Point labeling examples
>>>

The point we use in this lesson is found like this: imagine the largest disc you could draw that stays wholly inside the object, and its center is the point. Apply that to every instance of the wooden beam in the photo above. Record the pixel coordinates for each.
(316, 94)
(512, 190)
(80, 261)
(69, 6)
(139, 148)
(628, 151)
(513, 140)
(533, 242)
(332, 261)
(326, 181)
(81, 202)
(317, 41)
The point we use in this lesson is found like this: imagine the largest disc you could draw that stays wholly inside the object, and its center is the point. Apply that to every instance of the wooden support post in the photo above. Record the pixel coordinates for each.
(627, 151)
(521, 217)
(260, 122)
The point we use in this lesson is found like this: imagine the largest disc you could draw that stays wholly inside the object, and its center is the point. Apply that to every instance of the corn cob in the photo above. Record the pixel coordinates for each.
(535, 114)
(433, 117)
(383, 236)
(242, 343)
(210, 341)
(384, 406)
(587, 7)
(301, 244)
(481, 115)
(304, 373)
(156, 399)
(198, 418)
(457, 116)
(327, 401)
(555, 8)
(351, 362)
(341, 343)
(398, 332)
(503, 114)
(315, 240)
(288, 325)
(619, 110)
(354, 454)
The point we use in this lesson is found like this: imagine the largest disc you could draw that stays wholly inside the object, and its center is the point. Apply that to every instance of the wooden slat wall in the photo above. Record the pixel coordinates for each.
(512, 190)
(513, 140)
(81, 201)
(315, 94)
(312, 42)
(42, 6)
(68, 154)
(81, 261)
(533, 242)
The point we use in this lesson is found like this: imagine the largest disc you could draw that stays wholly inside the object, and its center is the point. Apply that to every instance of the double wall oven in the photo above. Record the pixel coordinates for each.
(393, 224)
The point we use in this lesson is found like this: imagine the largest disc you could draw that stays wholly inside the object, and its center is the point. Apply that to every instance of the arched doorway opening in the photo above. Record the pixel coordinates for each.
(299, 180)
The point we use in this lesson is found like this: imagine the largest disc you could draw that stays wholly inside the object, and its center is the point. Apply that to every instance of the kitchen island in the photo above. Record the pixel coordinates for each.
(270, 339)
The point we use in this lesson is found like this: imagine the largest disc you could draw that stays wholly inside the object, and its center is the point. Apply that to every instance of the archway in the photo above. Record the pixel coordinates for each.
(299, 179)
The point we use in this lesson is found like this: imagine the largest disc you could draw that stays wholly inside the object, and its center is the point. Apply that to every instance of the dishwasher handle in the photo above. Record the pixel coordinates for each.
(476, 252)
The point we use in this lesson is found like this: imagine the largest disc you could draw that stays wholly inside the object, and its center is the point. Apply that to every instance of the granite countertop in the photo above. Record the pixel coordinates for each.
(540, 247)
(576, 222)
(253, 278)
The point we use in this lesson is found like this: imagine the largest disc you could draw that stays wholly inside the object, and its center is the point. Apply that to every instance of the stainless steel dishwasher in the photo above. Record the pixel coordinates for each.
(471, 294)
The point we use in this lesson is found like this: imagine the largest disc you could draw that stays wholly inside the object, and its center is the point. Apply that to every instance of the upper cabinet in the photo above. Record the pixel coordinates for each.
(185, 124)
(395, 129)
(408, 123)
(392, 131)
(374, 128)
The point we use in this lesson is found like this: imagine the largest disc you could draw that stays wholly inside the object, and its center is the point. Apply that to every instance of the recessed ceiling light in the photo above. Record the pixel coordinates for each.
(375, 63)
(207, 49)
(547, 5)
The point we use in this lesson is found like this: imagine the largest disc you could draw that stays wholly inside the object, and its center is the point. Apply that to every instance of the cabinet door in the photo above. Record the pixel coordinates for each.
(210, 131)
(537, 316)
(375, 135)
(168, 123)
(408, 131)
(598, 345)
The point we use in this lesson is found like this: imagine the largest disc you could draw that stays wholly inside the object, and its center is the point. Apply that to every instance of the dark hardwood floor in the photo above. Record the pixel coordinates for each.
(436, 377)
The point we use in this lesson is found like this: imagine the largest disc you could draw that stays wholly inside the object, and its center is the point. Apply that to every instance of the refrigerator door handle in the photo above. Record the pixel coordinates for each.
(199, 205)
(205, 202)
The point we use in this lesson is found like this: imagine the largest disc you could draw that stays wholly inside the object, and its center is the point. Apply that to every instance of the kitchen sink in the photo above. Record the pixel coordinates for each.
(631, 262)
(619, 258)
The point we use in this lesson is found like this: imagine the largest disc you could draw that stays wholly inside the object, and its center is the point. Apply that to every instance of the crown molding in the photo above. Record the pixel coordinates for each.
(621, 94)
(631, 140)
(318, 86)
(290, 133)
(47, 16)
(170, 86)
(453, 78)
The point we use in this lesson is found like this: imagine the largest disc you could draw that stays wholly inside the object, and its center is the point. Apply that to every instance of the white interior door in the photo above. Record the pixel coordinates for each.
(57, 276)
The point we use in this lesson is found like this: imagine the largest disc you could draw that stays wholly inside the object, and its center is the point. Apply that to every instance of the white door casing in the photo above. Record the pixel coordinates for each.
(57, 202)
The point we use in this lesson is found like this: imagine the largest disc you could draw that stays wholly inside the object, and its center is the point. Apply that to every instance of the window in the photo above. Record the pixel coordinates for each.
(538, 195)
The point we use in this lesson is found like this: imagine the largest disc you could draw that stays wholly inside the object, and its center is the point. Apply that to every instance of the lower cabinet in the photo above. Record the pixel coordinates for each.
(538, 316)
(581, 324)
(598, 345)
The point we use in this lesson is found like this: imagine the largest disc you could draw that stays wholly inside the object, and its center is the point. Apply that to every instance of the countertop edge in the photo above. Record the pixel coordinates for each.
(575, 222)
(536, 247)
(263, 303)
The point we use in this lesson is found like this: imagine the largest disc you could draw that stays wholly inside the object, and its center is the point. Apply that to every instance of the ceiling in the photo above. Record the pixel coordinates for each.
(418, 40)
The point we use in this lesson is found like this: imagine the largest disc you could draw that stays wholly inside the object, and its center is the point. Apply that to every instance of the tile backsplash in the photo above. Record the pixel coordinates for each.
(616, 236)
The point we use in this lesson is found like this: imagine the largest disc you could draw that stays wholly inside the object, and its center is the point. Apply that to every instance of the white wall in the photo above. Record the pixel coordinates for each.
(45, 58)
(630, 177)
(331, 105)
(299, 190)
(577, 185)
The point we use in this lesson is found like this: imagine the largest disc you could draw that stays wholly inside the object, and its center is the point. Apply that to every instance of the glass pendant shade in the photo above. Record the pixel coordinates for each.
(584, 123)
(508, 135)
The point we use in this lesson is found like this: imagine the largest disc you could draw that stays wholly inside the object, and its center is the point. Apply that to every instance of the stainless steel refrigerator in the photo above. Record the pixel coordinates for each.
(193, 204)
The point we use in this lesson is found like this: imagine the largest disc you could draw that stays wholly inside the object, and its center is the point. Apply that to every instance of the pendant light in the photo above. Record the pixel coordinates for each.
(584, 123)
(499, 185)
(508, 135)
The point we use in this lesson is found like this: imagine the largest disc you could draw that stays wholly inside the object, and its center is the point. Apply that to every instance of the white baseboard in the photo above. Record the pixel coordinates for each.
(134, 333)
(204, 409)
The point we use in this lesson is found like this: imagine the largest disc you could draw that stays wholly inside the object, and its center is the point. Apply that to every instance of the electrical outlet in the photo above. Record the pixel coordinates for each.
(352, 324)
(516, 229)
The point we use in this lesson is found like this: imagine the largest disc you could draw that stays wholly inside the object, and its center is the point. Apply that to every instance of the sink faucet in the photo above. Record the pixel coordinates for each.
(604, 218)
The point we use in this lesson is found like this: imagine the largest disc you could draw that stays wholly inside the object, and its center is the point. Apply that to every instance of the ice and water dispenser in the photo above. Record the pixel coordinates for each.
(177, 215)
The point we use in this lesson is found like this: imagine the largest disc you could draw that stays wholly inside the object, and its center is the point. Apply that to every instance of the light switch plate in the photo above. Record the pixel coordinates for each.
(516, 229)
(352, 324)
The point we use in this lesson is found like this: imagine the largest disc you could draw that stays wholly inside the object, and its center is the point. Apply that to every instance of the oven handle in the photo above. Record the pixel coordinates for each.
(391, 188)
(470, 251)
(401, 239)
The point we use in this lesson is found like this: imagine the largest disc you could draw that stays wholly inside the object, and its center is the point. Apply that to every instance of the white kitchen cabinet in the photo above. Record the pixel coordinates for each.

<<<

#### STATED GOAL:
Return, unchanged, each line from the line containing "the ice and" through the last line of the material.

#### REPLY TO THE EXERCISE:
The point we use in this lesson is found like this: imagine the largest disc you could draw that stays wholly inside the object, and its center is the point. Apply that to every instance of the ice and water dispenser in the photo above. Record the pixel coordinates for each.
(177, 215)
The point we use in this lesson is found like this: imagine the largest disc you could draw that stays wholly inside the object, and its center is the point. Apply that to every instance of the light switch plate in the photo above. Record the pixel coordinates for each.
(516, 229)
(352, 324)
The point we use in this lesson is found like this: imagine the largest disc you could draw that stays wholly inside the object, and its center is the point. Apply that to every instance of the oven handle in the photo above. Record the pixel coordinates for each.
(391, 188)
(470, 251)
(401, 239)
The point we use in this lesson is found like this: imagine the largest disc you could draw that stays wholly inside the object, and its center is the point. Apply that to every instance of the white kitchen cabinet in the photo above. Record the pixel coordinates for each.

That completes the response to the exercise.